++++ DATA ENTRIES

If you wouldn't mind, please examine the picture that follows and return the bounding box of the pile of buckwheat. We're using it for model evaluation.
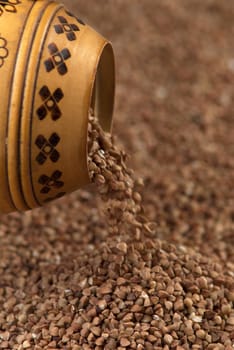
[0,0,234,350]
[0,117,234,350]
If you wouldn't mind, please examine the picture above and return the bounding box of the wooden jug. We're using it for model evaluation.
[0,0,115,213]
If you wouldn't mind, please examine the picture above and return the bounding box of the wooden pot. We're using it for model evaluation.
[0,0,115,213]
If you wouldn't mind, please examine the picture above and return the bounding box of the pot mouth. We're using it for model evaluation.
[90,42,115,132]
[86,42,115,183]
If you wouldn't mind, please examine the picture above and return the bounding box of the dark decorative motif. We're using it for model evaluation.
[44,43,71,75]
[0,37,9,68]
[0,0,20,16]
[37,85,64,120]
[35,133,60,165]
[54,16,80,41]
[44,192,66,203]
[66,11,85,26]
[38,170,64,194]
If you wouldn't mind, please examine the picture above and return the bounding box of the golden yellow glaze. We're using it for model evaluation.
[0,0,115,213]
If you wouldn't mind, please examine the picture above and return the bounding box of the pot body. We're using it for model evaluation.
[0,0,115,213]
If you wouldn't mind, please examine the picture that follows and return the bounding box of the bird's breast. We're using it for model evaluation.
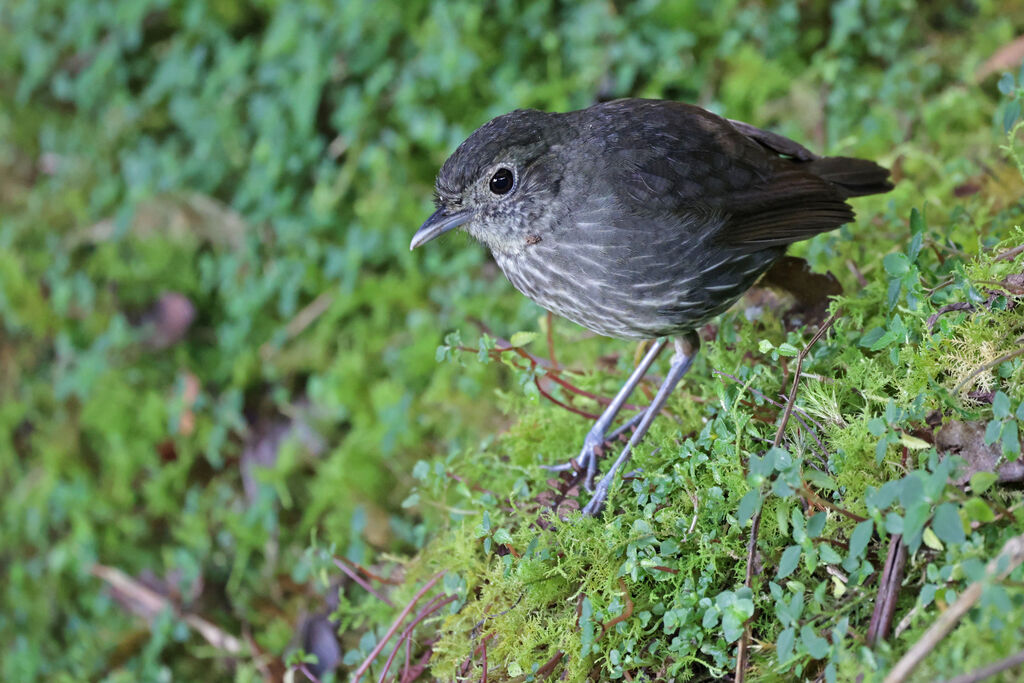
[495,228,781,339]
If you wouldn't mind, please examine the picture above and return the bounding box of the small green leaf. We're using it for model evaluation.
[736,488,761,526]
[777,342,800,358]
[1002,99,1021,133]
[899,434,932,451]
[996,72,1015,95]
[818,543,843,564]
[800,625,828,659]
[775,546,803,580]
[964,498,995,522]
[775,626,797,664]
[1002,420,1021,460]
[985,420,1002,445]
[849,519,874,557]
[882,253,910,278]
[971,472,999,496]
[992,391,1010,420]
[807,512,828,539]
[509,332,537,346]
[921,527,944,550]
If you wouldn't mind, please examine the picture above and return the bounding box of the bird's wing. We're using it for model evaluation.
[612,102,891,251]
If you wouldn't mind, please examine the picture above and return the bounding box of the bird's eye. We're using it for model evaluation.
[490,168,515,195]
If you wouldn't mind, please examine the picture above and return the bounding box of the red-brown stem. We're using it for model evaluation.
[352,571,444,682]
[548,310,558,368]
[377,595,458,683]
[334,557,401,586]
[334,557,394,607]
[534,375,601,420]
[595,579,633,640]
[480,634,487,683]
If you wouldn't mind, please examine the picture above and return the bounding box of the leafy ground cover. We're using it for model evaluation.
[0,0,1024,681]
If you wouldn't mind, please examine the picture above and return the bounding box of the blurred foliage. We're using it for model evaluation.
[0,0,1024,681]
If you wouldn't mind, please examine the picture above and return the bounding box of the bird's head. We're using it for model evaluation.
[410,110,561,259]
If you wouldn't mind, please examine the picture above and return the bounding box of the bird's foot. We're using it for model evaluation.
[541,430,604,492]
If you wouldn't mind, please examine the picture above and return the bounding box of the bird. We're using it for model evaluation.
[410,98,893,516]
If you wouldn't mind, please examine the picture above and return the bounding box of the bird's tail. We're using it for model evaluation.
[804,157,893,199]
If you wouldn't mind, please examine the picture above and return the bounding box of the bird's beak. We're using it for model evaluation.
[409,209,470,250]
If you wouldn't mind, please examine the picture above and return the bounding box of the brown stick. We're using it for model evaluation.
[594,578,633,640]
[883,535,1024,683]
[867,533,906,647]
[352,571,444,683]
[946,651,1024,683]
[735,308,843,683]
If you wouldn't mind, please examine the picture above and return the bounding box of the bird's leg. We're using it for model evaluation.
[583,332,700,517]
[546,339,668,490]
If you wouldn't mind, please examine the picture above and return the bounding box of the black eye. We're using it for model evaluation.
[490,168,515,195]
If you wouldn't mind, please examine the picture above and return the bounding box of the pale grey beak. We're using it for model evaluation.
[409,209,470,250]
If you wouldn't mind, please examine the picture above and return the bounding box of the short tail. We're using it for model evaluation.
[804,157,893,199]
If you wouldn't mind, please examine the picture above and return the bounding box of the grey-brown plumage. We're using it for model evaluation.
[412,99,892,511]
[411,99,891,339]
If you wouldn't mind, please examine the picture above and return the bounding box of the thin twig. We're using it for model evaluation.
[377,595,459,683]
[952,339,1024,394]
[594,578,633,640]
[298,663,321,683]
[352,570,444,682]
[546,310,558,368]
[867,533,906,647]
[334,556,401,586]
[735,308,843,683]
[883,535,1024,683]
[334,557,394,607]
[946,650,1024,683]
[800,483,867,522]
[534,375,601,420]
[774,308,843,446]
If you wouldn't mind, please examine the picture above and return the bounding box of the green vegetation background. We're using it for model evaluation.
[0,0,1024,681]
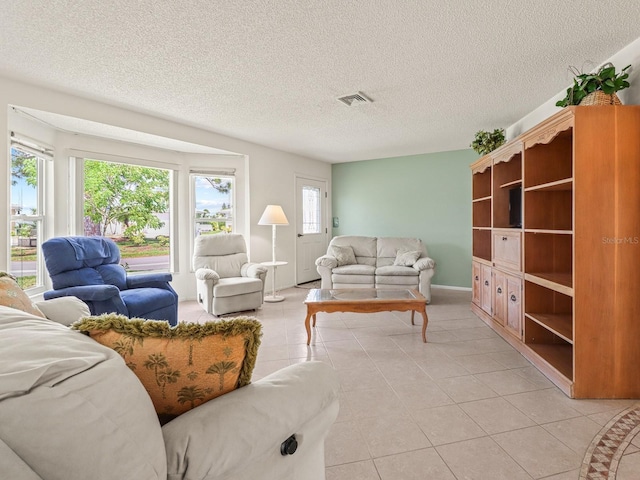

++++++++

Rewrite all of the material above with "bounding box" replaced by "enclosing rectangle" each time it appears, keeping everything else the same. Leave the pictures out.

If you wouldn't mind, please examine the picture that follows and return the enclosing rectangle of the pile of buckwheat. We're using it for model evaluation.
[0,0,234,350]
[0,117,234,350]
If you wouldn't mind, please examine the picture above and return the enclosing rectangle of the wooden jug. We're using it for model evaluation.
[0,0,115,213]
If you wouldn't mind, please examine the picture above and return the enclosing rectangle of the wooden pot. We're using it for model evaluation.
[0,0,115,213]
If you wouldn't mind, please examine the picture above and return the enclosing rectangle of the pot mouth. We're using it for model evaluation.
[90,42,115,132]
[86,42,115,183]
If you wouldn't mind, please examine the picture above and return the enclosing rectangle of the dark decorative motif. We're using it for model evaluation.
[44,43,71,75]
[0,37,9,68]
[0,0,20,16]
[37,85,64,120]
[35,133,60,165]
[54,16,80,41]
[44,192,66,203]
[66,11,85,26]
[38,170,64,194]
If you wouldn't mind, please examine the picture above and return the enclosing rectangle of the golden yellow glaze. We're using it for model evaluation.
[0,0,115,213]
If you wouldn't mind, please examine the picture above and return the enclosing rectangle of the pot body. We're using it for model evaluation.
[0,0,115,213]
If you wouldn't mind, please examine the picture that follows and return the enclosing rectangle of the bird's breast. We're using it for model evaluation.
[495,228,781,339]
If you wouldn't mind, please examine the picture above and return the enclosing rectangle of the small green leaf. We're using it for model evaluation.
[736,488,761,526]
[777,342,800,358]
[1002,99,1021,133]
[899,434,932,451]
[996,72,1015,95]
[818,543,843,564]
[800,625,828,659]
[775,546,803,580]
[964,498,995,522]
[775,626,797,664]
[1002,420,1021,460]
[985,420,1002,445]
[849,519,874,557]
[882,253,910,278]
[971,472,999,496]
[992,391,1010,420]
[807,512,828,539]
[509,332,537,346]
[921,527,944,550]
If you wouldn't mind, please examine the picture above and return the enclosing rectangle of the bird's wing. We're using it for model evaluation.
[612,102,891,251]
If you wouldn't mind, please examine the picture above and return the enclosing rectangle of the bird's eye. We're using it for model evaluation.
[490,168,515,195]
If you wouldn't mind, please examine the picture above and return the enclosing rectangle of the red-brown stem. We're using it for model evaluation.
[352,571,444,682]
[548,310,558,368]
[377,595,458,683]
[334,557,401,586]
[334,557,394,607]
[534,375,601,420]
[595,579,633,640]
[480,634,487,683]
If you wouldn't mind, please examine the picture above and return the enclosing rectangle of the leafy ground cover. We're using it for model evaluation.
[0,0,1024,681]
If you wouldn't mind, please examine the picture above and return the enclosing rectangle of the blurred foliage. We're using it for model evaluation.
[0,0,1024,681]
If you wouldn't mind, please examine the picture above and return the enclosing rectangle of the bird's head. We're using it for model evaluation.
[410,110,561,259]
If you wouldn't mind, please examine the picture above and return the enclosing rectangle of the bird's foot. We're using it for model evaluation.
[541,430,604,492]
If you wouldn't mind, please examine the picture above and return the enclosing rectangle of the bird. We're using it for model evaluation.
[410,98,893,516]
If you wouldn't mind, please examine the picture above and return the enclosing rectangle of the bird's tail. We're using it for model evaluation.
[804,157,893,199]
If you wouldn't mind, please examine the picture above and return the enclosing rectangle of the bird's beak. We're using it for model evaluation.
[409,209,470,250]
If you wouldn't mind, please examine the picture above and return the enclosing rectangle of the brown stick. We're using it for model evaluation.
[594,578,633,640]
[883,535,1024,683]
[867,533,906,647]
[352,571,444,683]
[946,651,1024,683]
[735,308,843,683]
If you wouldn't mind, please examine the picture above and return the enclosing rectangle of the bird's leg. We're using it for model evaluation.
[583,332,700,517]
[546,339,668,490]
If you wouldn't mind, please examine the picture above and return the enclosing rectangle of the black eye. We're using it for model evaluation.
[490,168,515,195]
If you wouldn't mind, please examine the picture above and return the enclosing rectangle of the pale grey beak. We're using it for model evaluation.
[409,209,470,250]
If you wouldn't mind, please examine the picture above and return the enclosing rectangle of the short tail. We're using it for model evaluation.
[804,157,893,199]
If you wouldn't mind, please examine the picture above and return the enclosing rectangle of the grey-brown plumage. We're using it for model evaluation.
[412,99,892,511]
[411,99,891,339]
If you wouldn't mind, please examine the picture above and return the enclosing rectangle of the thin twig. We're using it for model evaluation.
[377,595,459,683]
[952,339,1024,394]
[594,578,633,640]
[298,663,321,683]
[352,570,444,682]
[546,310,558,368]
[867,533,906,647]
[334,556,401,586]
[735,308,843,683]
[883,535,1024,683]
[334,557,394,607]
[946,650,1024,683]
[800,483,867,522]
[534,375,601,420]
[774,308,843,446]
If you wouldn't mind, please examine the picture above and return the enclosing rectangle of the green vegetation background. We're using it for model evaluation.
[0,0,1024,681]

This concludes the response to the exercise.